Study questions:
a) According to the blog page below, what was the average global temperature for the December-through-February winter?
b) Carry on the blog page below from its final sentence by extending the news report on this winter's temperatures.

Selected extract:
┌────────

Sunspots or no sunspots, nuclear power or no nuclear power, we are at a point in history when we cannot go on as we always have. All we can choose is whether we will change graciously or be dragged into the future kicking and screaming.

music: Indigo Girls, “Wood Song”




2 responses

9 03 2008
j sandune hepler

A pleasure to read your blather again. The price of uranium is a surprise to me, but in genral it is unsurprising. Happily we have a 9,960 nuqulur bombs plus excess in our US stockpile, whose lethal core could be down blended to provide feed for most of our nuclear powerplants for the rest of their working of their working lives. This is not just hearsay– I researched it carefully during the LES sugfest.
love ya, Sandy

14 03 2008

this just in:

Winter has been warmer than average
By Randolph E. Schmid
AP Science Writer / March 13, 2008

WASHINGTON—Winter storms and snow notwithstanding, this winter was still warmer than average worldwide, the government reported Thursday.
more stories like this

The global temperature for meteorological winter — December, January and February — averaged 54.38 degrees Fahrenheit, 0.58 degrees warmer than normal for the last century, the National Oceanic and Atmospheric Administration reported.

Temperatures have been rising over recent years, raising concerns about the effects of global warming, generally attributed to human-induced impacts on the atmosphere.

While it was warmer than normal, the just completed winter was the coolest since 2000-2001, which climate experts attributed to the presence of moderate-to-strong La Nina, or cooling of the tropical Pacific Ocean, which can affect conditions around the world.

For the United States, this winter’s average temperature was 33.2 degrees, 0.2 degrees above the 20th century average.

└────────

Data for review:
┌────────

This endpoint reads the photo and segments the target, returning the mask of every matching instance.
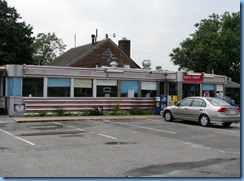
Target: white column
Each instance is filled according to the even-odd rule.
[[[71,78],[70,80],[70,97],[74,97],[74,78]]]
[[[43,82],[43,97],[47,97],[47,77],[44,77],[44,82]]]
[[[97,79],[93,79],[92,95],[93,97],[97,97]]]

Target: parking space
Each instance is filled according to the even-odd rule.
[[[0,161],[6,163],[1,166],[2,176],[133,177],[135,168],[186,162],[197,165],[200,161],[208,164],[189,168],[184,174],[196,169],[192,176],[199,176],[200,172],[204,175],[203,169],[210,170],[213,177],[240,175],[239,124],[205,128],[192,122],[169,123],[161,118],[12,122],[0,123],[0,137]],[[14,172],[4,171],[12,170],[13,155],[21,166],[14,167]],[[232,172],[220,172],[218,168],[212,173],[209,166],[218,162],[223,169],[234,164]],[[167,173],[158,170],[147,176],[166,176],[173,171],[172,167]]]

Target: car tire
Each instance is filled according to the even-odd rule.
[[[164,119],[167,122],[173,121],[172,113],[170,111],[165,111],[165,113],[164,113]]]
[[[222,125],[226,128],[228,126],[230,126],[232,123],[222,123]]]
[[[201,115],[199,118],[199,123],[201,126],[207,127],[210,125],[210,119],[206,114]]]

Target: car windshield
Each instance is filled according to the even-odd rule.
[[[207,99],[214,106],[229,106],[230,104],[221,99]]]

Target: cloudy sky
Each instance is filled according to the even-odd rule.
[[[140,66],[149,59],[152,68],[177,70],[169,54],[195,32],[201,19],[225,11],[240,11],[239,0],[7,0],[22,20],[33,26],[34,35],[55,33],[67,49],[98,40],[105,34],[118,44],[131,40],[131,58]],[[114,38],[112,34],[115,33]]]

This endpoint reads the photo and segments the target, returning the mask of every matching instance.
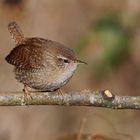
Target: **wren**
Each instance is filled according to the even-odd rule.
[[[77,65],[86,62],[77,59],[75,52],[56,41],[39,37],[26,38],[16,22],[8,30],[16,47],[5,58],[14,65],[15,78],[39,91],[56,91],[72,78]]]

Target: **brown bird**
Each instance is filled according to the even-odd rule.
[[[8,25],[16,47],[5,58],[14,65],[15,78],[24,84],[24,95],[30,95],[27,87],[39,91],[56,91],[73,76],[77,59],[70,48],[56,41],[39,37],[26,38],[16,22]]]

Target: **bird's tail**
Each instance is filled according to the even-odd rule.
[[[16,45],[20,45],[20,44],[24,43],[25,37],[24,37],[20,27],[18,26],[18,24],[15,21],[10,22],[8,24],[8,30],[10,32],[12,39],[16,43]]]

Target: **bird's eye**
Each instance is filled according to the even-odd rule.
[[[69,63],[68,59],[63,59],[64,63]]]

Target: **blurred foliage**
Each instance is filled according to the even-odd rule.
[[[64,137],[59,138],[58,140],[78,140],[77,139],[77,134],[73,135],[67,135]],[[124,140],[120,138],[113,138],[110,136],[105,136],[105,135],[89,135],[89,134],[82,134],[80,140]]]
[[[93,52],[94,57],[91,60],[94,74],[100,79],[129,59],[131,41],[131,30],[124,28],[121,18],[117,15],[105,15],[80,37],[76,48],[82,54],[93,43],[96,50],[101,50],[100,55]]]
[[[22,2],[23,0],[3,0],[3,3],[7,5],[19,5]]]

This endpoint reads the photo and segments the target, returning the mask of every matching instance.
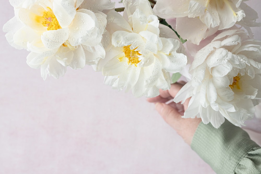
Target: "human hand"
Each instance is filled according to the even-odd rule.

└────────

Outputs by task:
a) 54.38 degrees Fahrenheit

b)
NOAA’s National Climatic Data Center said winter temperatures were warmer than average from Texas to the Southeast and along the Eastern Seaboard, while cooler-than-average temperatures stretched from much of the upper Midwest to the West Coast.

The agency said the winter was unusual for the above average rain and snowfall in the Southwest, where La Nina usually brings drier-than-average conditions.

For example, in January 170 inches of snow fell at the Alta ski area near Salt Lake City, Utah, more than twice the normal amount for the month, topping the record of 168 inches that fell in 1967.

Mountain snowpack exceeded 150 percent of average in large parts of Colorado, New Mexico, Arizona, and Oregon at the end of February. Spring run-off from the above average snowpack in the West is expected to be beneficial in drought plagued areas.

In the Northeast, February rain and snow helped make the winter the fifth wettest on record for the region. New York had its wettest winter, while Pennsylvania, Connecticut, Vermont, and Colorado to the West, had their second wettest.

Some locations had record winter snow totals including Burlington, Vt., which received 103.2 inches, 6.3 inches above the previous record set during the winter of 1970-71.

Global winter highlights included:

— Severe winter storms struck southern China; the causes are still under study.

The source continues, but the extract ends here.